··· PROVIDED ENTRIES

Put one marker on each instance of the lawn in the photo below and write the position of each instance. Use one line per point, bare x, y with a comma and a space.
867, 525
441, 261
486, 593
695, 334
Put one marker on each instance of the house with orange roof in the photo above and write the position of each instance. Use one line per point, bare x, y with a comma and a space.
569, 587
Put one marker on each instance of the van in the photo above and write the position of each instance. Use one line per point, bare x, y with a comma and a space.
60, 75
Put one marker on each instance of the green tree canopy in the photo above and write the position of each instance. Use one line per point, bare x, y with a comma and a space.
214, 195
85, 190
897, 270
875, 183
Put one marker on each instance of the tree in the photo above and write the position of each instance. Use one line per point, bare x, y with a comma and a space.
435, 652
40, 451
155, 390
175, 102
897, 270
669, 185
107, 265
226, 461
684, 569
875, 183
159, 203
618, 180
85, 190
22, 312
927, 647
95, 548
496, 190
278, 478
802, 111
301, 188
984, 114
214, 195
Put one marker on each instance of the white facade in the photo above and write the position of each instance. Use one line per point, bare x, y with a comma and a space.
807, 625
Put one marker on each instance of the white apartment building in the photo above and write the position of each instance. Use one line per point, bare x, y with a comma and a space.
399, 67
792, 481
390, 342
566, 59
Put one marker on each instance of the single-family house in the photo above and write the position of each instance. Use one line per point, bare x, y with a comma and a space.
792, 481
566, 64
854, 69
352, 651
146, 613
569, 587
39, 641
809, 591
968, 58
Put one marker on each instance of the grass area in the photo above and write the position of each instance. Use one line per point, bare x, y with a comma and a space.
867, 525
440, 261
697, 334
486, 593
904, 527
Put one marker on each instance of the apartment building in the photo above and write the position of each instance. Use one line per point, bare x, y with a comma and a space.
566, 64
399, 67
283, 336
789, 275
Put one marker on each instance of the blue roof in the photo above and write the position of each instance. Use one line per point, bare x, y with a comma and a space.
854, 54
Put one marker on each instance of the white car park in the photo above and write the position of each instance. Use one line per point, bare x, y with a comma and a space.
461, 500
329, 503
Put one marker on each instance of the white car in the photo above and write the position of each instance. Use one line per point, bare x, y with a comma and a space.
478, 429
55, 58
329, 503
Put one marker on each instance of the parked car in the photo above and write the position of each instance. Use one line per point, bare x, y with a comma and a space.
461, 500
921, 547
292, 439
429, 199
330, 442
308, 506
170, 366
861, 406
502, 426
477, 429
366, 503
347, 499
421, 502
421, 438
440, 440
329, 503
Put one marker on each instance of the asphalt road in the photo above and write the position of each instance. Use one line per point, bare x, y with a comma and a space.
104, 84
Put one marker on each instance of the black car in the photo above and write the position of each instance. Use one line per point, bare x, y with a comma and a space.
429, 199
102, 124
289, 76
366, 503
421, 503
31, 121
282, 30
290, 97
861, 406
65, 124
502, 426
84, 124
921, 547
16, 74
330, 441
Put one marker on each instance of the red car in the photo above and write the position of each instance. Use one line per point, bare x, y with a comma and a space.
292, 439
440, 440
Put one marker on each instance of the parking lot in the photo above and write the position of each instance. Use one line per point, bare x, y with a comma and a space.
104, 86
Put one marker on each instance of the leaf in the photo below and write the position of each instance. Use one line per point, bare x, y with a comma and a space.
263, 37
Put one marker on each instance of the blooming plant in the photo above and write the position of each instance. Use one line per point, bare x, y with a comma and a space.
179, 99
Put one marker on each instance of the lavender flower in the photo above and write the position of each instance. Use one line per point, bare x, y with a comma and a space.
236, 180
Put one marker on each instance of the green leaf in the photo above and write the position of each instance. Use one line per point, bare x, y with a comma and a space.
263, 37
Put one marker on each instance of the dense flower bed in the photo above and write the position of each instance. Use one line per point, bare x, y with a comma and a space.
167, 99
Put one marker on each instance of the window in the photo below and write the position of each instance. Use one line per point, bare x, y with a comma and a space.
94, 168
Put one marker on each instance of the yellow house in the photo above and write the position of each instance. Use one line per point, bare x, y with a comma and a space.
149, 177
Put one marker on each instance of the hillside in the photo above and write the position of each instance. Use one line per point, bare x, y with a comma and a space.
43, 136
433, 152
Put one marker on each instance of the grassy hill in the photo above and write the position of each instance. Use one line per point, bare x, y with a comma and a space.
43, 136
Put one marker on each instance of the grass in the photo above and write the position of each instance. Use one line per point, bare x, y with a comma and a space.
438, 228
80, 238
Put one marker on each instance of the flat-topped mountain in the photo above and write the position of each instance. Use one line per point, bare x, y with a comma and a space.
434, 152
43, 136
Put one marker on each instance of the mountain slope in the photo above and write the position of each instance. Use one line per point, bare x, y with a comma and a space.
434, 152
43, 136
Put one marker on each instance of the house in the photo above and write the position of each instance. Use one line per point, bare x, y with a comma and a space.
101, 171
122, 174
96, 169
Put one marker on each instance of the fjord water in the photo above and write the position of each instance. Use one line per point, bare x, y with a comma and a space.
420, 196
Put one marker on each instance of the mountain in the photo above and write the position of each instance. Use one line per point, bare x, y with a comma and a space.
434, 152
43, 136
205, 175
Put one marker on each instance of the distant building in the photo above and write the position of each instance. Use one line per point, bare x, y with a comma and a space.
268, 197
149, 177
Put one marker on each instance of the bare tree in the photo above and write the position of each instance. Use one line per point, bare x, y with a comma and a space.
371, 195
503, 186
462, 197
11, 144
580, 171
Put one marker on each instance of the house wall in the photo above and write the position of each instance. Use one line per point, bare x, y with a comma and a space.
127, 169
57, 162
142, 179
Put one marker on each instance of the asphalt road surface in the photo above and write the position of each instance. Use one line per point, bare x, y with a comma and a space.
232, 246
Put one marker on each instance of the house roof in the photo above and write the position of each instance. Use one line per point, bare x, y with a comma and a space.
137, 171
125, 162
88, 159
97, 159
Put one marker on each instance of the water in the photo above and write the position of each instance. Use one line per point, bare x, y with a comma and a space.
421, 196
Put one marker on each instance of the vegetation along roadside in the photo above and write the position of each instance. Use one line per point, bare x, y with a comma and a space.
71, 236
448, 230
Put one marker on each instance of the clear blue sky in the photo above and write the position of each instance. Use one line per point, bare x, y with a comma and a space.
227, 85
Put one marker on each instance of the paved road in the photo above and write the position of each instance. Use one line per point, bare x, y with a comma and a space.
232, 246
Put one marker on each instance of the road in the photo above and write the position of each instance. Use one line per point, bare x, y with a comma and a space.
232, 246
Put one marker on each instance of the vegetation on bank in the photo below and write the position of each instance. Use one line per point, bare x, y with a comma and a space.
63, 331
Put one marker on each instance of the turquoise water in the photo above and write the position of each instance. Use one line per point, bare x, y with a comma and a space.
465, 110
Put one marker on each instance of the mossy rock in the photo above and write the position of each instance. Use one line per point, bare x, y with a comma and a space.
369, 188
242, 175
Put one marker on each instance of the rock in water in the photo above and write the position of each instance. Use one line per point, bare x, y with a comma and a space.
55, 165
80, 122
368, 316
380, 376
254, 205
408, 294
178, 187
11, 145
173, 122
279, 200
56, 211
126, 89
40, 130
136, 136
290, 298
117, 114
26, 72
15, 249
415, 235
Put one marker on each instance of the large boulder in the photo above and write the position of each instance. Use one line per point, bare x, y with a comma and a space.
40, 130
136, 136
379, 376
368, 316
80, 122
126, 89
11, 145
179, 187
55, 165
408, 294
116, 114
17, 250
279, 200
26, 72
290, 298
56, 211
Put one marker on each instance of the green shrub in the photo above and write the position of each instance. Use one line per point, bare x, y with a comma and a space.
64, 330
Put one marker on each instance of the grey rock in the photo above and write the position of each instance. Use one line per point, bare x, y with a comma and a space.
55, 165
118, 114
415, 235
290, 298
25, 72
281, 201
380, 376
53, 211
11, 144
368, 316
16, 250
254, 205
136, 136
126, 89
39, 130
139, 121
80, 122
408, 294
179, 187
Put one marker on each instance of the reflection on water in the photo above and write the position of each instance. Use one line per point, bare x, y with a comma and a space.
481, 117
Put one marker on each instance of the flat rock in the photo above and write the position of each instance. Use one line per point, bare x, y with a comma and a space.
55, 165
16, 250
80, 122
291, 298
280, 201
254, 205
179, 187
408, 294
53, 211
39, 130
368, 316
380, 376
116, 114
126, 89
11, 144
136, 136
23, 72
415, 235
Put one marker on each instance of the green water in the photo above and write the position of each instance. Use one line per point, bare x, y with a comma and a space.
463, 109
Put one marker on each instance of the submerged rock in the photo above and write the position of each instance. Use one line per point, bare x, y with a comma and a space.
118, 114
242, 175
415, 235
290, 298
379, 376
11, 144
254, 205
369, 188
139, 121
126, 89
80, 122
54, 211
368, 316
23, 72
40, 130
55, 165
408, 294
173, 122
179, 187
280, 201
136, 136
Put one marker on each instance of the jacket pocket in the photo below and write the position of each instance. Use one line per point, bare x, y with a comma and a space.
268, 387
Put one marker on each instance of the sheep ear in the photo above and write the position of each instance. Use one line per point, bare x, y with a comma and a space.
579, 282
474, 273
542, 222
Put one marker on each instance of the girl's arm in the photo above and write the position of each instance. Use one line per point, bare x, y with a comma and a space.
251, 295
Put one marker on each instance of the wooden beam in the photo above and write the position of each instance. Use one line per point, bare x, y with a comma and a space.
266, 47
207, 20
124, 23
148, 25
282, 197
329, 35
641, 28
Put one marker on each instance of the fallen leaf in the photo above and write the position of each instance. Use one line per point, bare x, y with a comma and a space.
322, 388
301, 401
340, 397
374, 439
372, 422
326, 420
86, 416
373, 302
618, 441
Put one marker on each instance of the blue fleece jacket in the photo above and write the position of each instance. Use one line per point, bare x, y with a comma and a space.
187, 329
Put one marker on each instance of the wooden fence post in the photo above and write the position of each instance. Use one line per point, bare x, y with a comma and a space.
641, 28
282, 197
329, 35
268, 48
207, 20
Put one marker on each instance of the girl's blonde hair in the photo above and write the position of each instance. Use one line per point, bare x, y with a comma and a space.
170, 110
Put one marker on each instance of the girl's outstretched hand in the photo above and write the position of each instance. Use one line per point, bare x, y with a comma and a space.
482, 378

······

-- YOUR INSTRUCTIONS --
From the line containing "Put one marker on each instance of the wooden beam" down to the last line of the data above, copy every line exactly; leave out all other lines.

-- RESULT OF THIS TASK --
Put one marker on each instance of the wooden beam in the photo above and write the position of each instance. Use one line per point, bare x, y with a comma and a space.
266, 47
207, 20
124, 23
148, 25
282, 197
329, 35
641, 28
Put one marker on each instance of the fallen leaf in the photo above and write the position of each instance. Use one line per point, bare x, y with a comma and a space.
322, 388
301, 401
340, 397
374, 439
372, 422
326, 420
86, 416
373, 302
618, 441
Put one marker on each instance of the blue fleece jacket in the photo above and write the position of each instance. Use one line per point, bare x, y with a comma and a space.
187, 329
Put one marker on each instance of the wooden fence post in the photo above and write the position of each instance. Use one line per point, bare x, y with a comma and a space.
641, 28
282, 197
329, 35
268, 48
207, 20
Put one marker on each instance of the girl's blonde hair in the photo above and write the position of each instance. Use one line per point, bare x, y with a comma and a space.
170, 110
Put one marker on each instance of the girl's outstretched hand in the photo above and write the position of each instance. Use one line per point, bare x, y with a comma and a space.
482, 378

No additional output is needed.